• EXTRAIT SOURCE
-*-
Daniel Johnston - True Love Will Find You In The End, 1984
Voici encore un amour dont on pourrait se passer. Car ce que Daniel Johnston chante, en inversant l’expression usuelle (ce n’est pas toi qui vas trouver l’amour, c’est lui qui va te trouver) ressemble plus à une traque qu’à un événement positif. Lorsqu’en plus on voit les dessins dont il orne ses pochettes, de super-héroïnes agressives aux seins musculeux (voir notre document), on se prend à espérer qu’il ne nous trouve pas, l’amour.
PJ Harvey - To Bring You My Love, 1995
Quel que soit le charme que l’on reconnaîtra à la chanteuse, il faut bien admettre que cet amour qu’elle traîne à travers le désert et la caillasse, comme une carcasse d’animal pourrissante, pour venir le jeter à nos pieds n’est pas exactement l’idée qu’on se fait d’un rendez-vous romantique.
-*-
(Enregistrements de points étiquetés)
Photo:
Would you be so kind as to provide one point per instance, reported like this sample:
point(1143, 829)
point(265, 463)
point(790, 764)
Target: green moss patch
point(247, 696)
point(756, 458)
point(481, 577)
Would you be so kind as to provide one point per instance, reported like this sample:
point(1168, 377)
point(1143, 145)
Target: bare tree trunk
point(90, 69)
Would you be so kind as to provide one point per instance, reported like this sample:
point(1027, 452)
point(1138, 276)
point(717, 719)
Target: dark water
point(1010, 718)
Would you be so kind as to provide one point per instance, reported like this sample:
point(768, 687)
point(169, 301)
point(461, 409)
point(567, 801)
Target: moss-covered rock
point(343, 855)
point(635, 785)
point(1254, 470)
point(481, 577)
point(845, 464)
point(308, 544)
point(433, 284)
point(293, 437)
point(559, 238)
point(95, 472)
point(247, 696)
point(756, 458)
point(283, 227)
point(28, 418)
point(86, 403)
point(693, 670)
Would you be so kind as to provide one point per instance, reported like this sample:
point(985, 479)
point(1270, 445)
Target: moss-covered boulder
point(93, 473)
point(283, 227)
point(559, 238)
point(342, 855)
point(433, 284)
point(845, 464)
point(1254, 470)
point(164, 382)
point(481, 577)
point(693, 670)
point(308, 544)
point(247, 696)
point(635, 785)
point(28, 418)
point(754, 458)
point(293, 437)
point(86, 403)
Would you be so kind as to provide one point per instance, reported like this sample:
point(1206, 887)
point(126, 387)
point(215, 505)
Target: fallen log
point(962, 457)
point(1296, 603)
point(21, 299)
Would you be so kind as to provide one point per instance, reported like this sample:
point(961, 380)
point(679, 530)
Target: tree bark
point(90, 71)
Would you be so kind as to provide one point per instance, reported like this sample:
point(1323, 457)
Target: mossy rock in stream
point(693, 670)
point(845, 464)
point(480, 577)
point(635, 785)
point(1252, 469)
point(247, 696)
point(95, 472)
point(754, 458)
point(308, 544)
-*-
• DÉFI 1
Répondez à partir de l'extrait :
(a) En quelle année la chanson de Daniel Johnston est-elle datée ?
(b) De quoi Daniel Johnston orne-t-il ses pochettes ?
(c) À travers quoi PJ Harvey traîne-t-elle cet amour ?
• DÉFI 2
Reproduisez le passage de l'extrait compris entre « Daniel Johnston - True » et « trouve pas, l’amour. », bornes incluses.
Les items ne servent à rien ici.

• CORRIGÉ COMPLET 1
(a) 1984.
(b) De dessins de super-héroïnes agressives aux seins musculeux.
(c) À travers le désert et la caillasse.

• CORRIGÉ COMPLET 2
Daniel Johnston - True Love Will Find You In The End, 1984
Voici encore un amour dont on pourrait se passer. Car ce que Daniel Johnston chante, en inversant l’expression usuelle (ce n’est pas toi qui vas trouver l’amour, c’est lui qui va te trouver) ressemble plus à une traque qu’à un événement positif. Lorsqu’en plus on voit les dessins dont il orne ses pochettes, de super-héroïnes agressives aux seins musculeux (voir notre document), on se prend à espérer qu’il ne nous trouve pas, l’amour.